COMPITI RICHIESTI:
1. In quale anno l'allora cardinale Bergoglio offrì i due testi alla sua diocesi, secondo il brano sui libri di Papa Francesco?
2. Prosegui il brano sui libri di Papa Francesco, riprendendo subito dopo la sua ultima frase.

BRANO SCELTO:
# # # #

Sono i primi due libri di Papa Francesco, tradotti in lingua italiana a tempo di record dalla casa editrice bolognese EMI (Editrice Missionaria Italiana), quelli presentati questa mattina presso la sede della Civiltà Cattolica, la storica rivista dei Gesuiti, ordine al quale appartiene anche il nuovo Pontefice.
“Guarire dalla corruzione” e “Umiltà, la strada verso Dio” sono testi che l’allora cardinale Bergoglio offrì nel 2005 alla riflessione della sua diocesi riunita in assemblea. Entrambi i testi sono impregnati di spiritualità ignaziana, così come essa si esprime negli Esercizi spirituali di Sant’Ignazio, alla quale questi libri attingono per descrivere i meccanismi profondi ed offrire vie di soluzione a fenomeni di estrema attualità quali la corruzione e l’urgenza di una vita ecclesiale improntata alla carità fraterna.

# # # #

Annotazioni di posizione
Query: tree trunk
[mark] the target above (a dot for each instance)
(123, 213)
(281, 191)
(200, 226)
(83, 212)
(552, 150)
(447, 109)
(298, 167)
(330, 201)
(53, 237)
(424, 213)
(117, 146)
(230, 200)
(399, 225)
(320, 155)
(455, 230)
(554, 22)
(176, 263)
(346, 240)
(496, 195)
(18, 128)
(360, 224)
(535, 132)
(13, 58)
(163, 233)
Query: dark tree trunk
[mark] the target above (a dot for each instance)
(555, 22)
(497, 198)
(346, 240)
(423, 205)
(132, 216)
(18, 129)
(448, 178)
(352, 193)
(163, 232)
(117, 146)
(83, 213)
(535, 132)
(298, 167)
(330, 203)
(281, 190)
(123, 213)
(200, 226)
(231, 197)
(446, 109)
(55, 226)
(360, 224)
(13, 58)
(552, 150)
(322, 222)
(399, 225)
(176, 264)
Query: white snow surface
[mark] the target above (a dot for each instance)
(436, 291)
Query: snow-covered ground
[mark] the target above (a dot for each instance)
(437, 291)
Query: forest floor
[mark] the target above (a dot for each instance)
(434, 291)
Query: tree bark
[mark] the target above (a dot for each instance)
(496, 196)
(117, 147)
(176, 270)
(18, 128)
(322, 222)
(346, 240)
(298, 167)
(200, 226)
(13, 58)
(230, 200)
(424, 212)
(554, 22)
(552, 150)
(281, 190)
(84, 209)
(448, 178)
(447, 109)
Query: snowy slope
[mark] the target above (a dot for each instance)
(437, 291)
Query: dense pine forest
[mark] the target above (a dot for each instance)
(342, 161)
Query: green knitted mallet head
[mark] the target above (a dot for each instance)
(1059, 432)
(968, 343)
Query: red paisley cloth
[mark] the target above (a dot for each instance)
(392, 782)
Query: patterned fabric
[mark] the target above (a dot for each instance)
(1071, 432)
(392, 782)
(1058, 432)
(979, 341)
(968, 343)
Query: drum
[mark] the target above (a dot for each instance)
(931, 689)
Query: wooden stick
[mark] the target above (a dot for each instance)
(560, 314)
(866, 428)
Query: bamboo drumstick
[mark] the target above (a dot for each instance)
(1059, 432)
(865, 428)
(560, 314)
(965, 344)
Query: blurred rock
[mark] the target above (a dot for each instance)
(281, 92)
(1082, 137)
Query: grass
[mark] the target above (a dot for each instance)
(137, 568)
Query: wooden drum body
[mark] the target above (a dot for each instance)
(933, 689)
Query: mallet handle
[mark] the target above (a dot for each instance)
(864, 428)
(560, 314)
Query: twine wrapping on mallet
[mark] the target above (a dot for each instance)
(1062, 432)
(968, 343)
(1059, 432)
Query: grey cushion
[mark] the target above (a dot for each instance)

# # # #

RISULTATI:
1. Nel 2005.

2.
Se il libro dedicato alla corruzione è un testo di carattere morale, in quanto Bergoglio individua nel “cuore” la radice della corruzione, distinguendo poi, con grande originalità, questo fenomeno dal peccato, dall’altro lato il libro “Umiltà, la strada verso Dio” è un testo di carattere spiccatamente spirituale, essendo una sorta di introduzione ad un testo di Doroteo di Gaza sulla pratica dell’umiltà.
Di questi testi e della loro attualità hanno discusso questa mattina padre Antonio Spadaro, gesuita nonché direttore de La Civiltà Cattolica, don Luigi Ciotti, presidente dell’associazione Libera, Lucetta Scaraffia, professoressa di storia contemporanea presso l’Università La Sapienza e Lorenzo Fazzini, direttore della casa editrice EMI.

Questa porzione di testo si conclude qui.